(Recorded data)
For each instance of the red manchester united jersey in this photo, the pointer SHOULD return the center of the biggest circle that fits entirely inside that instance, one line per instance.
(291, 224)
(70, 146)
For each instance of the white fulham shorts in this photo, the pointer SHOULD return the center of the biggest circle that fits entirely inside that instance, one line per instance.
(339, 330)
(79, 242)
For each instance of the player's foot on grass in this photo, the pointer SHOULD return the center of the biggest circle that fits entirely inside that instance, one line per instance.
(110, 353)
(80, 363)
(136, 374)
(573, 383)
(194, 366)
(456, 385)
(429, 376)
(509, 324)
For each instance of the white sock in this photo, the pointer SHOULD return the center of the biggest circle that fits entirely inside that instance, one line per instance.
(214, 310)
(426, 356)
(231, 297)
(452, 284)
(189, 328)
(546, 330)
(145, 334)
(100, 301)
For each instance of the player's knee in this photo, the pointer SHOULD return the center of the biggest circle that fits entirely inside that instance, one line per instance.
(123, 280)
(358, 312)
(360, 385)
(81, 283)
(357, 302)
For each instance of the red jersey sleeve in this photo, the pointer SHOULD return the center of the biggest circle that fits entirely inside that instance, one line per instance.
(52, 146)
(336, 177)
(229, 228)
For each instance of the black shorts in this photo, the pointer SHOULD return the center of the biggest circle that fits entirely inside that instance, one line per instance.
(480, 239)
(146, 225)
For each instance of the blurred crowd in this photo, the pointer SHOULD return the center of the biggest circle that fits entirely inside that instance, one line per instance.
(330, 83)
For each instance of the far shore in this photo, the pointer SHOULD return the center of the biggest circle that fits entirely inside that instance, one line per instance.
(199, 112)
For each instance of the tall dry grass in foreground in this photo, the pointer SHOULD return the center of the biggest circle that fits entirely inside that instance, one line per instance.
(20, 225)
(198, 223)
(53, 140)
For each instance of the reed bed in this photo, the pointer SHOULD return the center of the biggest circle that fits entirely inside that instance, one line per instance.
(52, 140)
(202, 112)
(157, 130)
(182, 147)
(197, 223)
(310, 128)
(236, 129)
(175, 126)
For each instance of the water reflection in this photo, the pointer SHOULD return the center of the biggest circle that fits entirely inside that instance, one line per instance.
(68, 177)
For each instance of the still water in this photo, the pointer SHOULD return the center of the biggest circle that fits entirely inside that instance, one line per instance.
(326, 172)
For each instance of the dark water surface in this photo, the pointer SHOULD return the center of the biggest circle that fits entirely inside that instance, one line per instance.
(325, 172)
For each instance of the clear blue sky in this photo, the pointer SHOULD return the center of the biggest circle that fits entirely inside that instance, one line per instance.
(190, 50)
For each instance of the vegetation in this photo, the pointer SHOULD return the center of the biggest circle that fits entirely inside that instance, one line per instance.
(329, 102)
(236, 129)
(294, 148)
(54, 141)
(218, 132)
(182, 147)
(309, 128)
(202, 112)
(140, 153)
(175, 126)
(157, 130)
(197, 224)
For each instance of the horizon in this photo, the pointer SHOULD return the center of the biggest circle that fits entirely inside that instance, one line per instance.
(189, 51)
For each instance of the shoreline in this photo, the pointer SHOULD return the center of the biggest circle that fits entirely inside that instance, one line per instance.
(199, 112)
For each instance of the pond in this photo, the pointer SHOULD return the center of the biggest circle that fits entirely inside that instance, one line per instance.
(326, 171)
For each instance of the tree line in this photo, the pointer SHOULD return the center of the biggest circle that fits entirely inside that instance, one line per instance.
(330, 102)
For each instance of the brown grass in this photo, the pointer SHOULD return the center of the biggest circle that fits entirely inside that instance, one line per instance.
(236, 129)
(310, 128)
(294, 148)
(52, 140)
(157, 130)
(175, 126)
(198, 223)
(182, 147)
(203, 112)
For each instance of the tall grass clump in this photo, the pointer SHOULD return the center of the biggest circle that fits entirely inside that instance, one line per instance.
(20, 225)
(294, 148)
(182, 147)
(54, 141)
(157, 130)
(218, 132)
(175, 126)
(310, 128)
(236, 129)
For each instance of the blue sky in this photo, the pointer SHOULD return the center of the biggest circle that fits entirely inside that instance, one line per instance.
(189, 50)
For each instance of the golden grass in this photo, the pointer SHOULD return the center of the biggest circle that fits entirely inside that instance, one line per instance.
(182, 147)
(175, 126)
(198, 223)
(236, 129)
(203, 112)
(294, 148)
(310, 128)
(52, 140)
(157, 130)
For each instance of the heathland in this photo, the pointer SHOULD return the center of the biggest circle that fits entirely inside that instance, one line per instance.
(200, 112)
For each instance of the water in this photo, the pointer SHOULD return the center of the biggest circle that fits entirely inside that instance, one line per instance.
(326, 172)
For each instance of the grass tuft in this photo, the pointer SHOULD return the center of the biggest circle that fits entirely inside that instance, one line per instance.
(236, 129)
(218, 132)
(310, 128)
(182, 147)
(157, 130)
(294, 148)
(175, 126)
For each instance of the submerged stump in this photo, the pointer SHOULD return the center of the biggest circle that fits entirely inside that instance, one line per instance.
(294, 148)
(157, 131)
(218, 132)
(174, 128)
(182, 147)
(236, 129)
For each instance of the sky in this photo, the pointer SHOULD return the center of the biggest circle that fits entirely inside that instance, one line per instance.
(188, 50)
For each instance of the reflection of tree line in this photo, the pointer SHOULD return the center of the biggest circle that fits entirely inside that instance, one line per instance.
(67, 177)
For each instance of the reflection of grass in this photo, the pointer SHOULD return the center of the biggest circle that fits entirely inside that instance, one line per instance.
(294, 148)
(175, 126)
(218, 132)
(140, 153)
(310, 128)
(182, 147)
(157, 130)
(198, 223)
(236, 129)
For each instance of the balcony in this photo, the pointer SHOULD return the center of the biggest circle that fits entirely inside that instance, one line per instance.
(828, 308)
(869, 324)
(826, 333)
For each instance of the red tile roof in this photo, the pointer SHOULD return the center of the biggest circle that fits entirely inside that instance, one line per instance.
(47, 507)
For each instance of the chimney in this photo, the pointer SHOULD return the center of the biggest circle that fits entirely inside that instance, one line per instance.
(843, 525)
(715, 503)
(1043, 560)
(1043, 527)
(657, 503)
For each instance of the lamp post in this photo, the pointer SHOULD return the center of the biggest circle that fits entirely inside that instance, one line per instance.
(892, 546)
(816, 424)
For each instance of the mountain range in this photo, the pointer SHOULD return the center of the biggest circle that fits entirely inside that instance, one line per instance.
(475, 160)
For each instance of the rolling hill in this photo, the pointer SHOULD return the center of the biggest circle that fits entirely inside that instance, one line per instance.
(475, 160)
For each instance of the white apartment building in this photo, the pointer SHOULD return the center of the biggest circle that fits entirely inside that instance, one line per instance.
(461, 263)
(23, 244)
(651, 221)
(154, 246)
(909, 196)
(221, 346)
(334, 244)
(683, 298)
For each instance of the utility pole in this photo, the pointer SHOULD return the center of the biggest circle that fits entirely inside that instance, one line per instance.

**TASK GOAL:** Would you please repeat all the entries exactly as written?

**TASK RESPONSE:**
For each instance of the red manchester united jersey in this photo, the pointer SHOULD return the center of the biggest circle that fits entirely inside that instance, one line per instance.
(291, 224)
(70, 146)
For each instance of the white fulham shorts in this photo, the pointer SHOULD return the center of the biggest circle that fits entirely inside that instance, one line per instance.
(339, 330)
(79, 242)
For each instance of the player's foot on grass in this photo, the pointer SHOULD return the center of the biggest circle that fits entirely inside that instance, one line per instance.
(110, 353)
(80, 363)
(136, 374)
(573, 383)
(194, 366)
(456, 385)
(429, 376)
(509, 324)
For each instance of the white sock in this photo, the pointer SHOULD return the center of the biggest circle that fits entirely inside that instance, one line per instance.
(214, 310)
(426, 356)
(231, 297)
(452, 284)
(189, 328)
(546, 330)
(145, 334)
(100, 301)
For each instance of the player's knee in this photo, the pointer SHOULD return the center of the biggest circle that fits entirely inside that instance, one line per instance.
(123, 280)
(358, 312)
(360, 385)
(81, 283)
(357, 302)
For each instance of the red jersey sleeve in this photo, the pointer SHOULD return the center of the biggest circle that fits entirely inside that instance, one line per instance.
(52, 146)
(336, 177)
(229, 228)
For each instance of the black shorts in this photo, the pointer SHOULD return the center of the biggest circle that fits entirely inside that instance, one line per instance.
(480, 239)
(146, 225)
For each instance of the blurred crowd in this photo, the pointer SHOULD return the center of the biggest circle that fits entirely inside that instance, one line per instance.
(330, 83)
For each instance of the far shore in this photo, the pointer SHOULD return the center of the biggest circle that fits entirely inside that instance, one line per instance.
(199, 112)
For each instance of the tall dry grass in foreground in this photo, the pointer SHOULD return the center of the biggest circle that fits entirely inside that instance, one line per instance.
(20, 225)
(198, 223)
(53, 140)
For each instance of the reed bed in this photo, the pointer SHOULD return the center of the biggest circle that fits entirely inside that instance, one line per instance.
(52, 140)
(202, 112)
(157, 130)
(182, 147)
(197, 223)
(310, 128)
(236, 129)
(175, 126)
For each instance of the water reflection in this photo, the pointer SHOULD return the center of the biggest circle that fits entirely inside that instance, one line per instance.
(68, 177)
For each instance of the still water in this photo, the pointer SHOULD return the center of the biggest circle that fits entirely inside that instance, one line per instance.
(326, 172)
For each instance of the dark water surface in this photo, the pointer SHOULD return the center of the biggest circle that fits entirely inside that instance, one line per instance.
(325, 172)
For each instance of the clear blue sky in this photo, the pointer SHOULD return the center of the biggest circle that fits entirely inside that instance, one line per instance.
(190, 50)
For each instance of the vegetation in this photo, the pointer SHOULD return the center of the biggest circle that fits entirely inside that instance, one line per instance.
(329, 102)
(236, 129)
(294, 148)
(54, 141)
(218, 132)
(182, 147)
(309, 128)
(202, 112)
(140, 153)
(175, 126)
(157, 130)
(197, 224)
For each instance of the horizon in this photo, the pointer SHOULD return the center of the biggest circle that fits entirely inside that instance, one line per instance.
(189, 51)
For each instance of the shoreline in this photo, the pointer SHOULD return the center of the biggest circle that fits entirely inside that instance, one line per instance.
(199, 112)
For each instance of the pond in this photo, the pointer SHOULD return the center of the biggest circle that fits entirely inside that instance, one line per instance.
(326, 171)
For each instance of the tree line in this photo, the pointer SHOULD return the center of the biggest circle that fits entirely inside that instance, one line per instance.
(330, 102)
For each instance of the brown grass in this photo, the pointer SHOULD return the center of the biggest circle that fits entirely inside that instance, one line per instance.
(236, 129)
(310, 128)
(294, 148)
(52, 140)
(157, 130)
(175, 126)
(198, 223)
(182, 147)
(203, 112)
For each instance of the tall grass clump in this photo, the pointer SHOULD return the center of the biggest circle that fits entirely inside that instance, one line per instance.
(20, 225)
(294, 148)
(182, 147)
(54, 141)
(157, 130)
(218, 132)
(175, 126)
(310, 128)
(236, 129)
For each instance of the blue sky in this photo, the pointer SHOULD return the center of the biggest circle that fits entirely inside that instance, one line per instance.
(189, 50)
For each instance of the golden grass in this photo, the pointer SHOULD return the center of the biggest circle that fits entirely inside that instance, one line per instance.
(182, 147)
(175, 126)
(198, 223)
(236, 129)
(203, 112)
(294, 148)
(310, 128)
(52, 140)
(157, 130)
For each instance of the heathland in this photo, the pointer SHOULD return the center of the biggest circle that fits entirely inside that instance, one line per instance.
(200, 112)
For each instance of the water in this photo, the pointer SHOULD return the center of the biggest circle that fits entirely inside that instance, one line per instance.
(326, 172)
For each instance of the grass tuft in this photo, the pointer SHOULD return the center of the biggest circle that fits entirely inside that instance, one line per instance.
(236, 129)
(218, 132)
(310, 128)
(182, 147)
(157, 130)
(294, 148)
(175, 126)
For each instance of the submerged stump in this photo, the pointer SHOULD return the center of the biggest circle that fits entirely inside that instance, one line per instance.
(294, 148)
(157, 131)
(218, 132)
(174, 128)
(182, 147)
(236, 129)
For each instance of the sky in this photo, the pointer SHOULD return the center of the biggest circle that fits entirely inside that instance, one line per instance.
(188, 50)
For each instance of the reflection of tree line in this photo, the pointer SHOULD return the center of the biggest circle that fits entirely inside that instance, one line per instance.
(67, 177)
For each instance of the reflection of grass in this photo, the pointer SHOULD return the center of the biggest circle that fits entirely inside that instance, one line per instance.
(294, 148)
(175, 126)
(218, 132)
(140, 153)
(310, 128)
(182, 147)
(157, 130)
(198, 223)
(236, 129)
For each instance of the balcony in this photo, the pointer SHOULD return the center of the biggest circle that fits entirely inside that instance, one line per instance.
(828, 308)
(869, 324)
(826, 333)
For each instance of the red tile roof in this photo, the pointer SHOULD return the center of the biggest circle that fits entirely inside that instance, one line per instance.
(47, 507)
For each instance of the chimney in this photo, the pointer SHOULD return the center of the biggest circle that fits entirely inside that instance, one line per instance.
(843, 525)
(715, 503)
(1043, 560)
(1043, 527)
(657, 503)
For each instance of the lamp post in this photo, the pointer SHOULD return the center of the biggest circle that fits entirely inside that instance, one line per instance.
(892, 546)
(816, 424)
For each instance of the mountain range in this photo, the pointer SHOULD return the center of the biggest circle that fits entirely inside that instance, one line per instance.
(475, 160)
For each instance of the rolling hill in this photo, the pointer SHOULD return the center of the biggest circle that fits entirely inside that instance, one line per instance.
(475, 160)
For each instance of the white apartment building in this photo, the pointer SHOULD return the center of the biggest circle that fits entirely inside that instance, one line per instance.
(461, 263)
(23, 244)
(651, 221)
(154, 246)
(909, 196)
(221, 346)
(334, 244)
(683, 298)
For each instance of the utility pole in this photo, the pointer SHOULD return the center of the biggest circle that fits entirely inside that instance, one line per instance.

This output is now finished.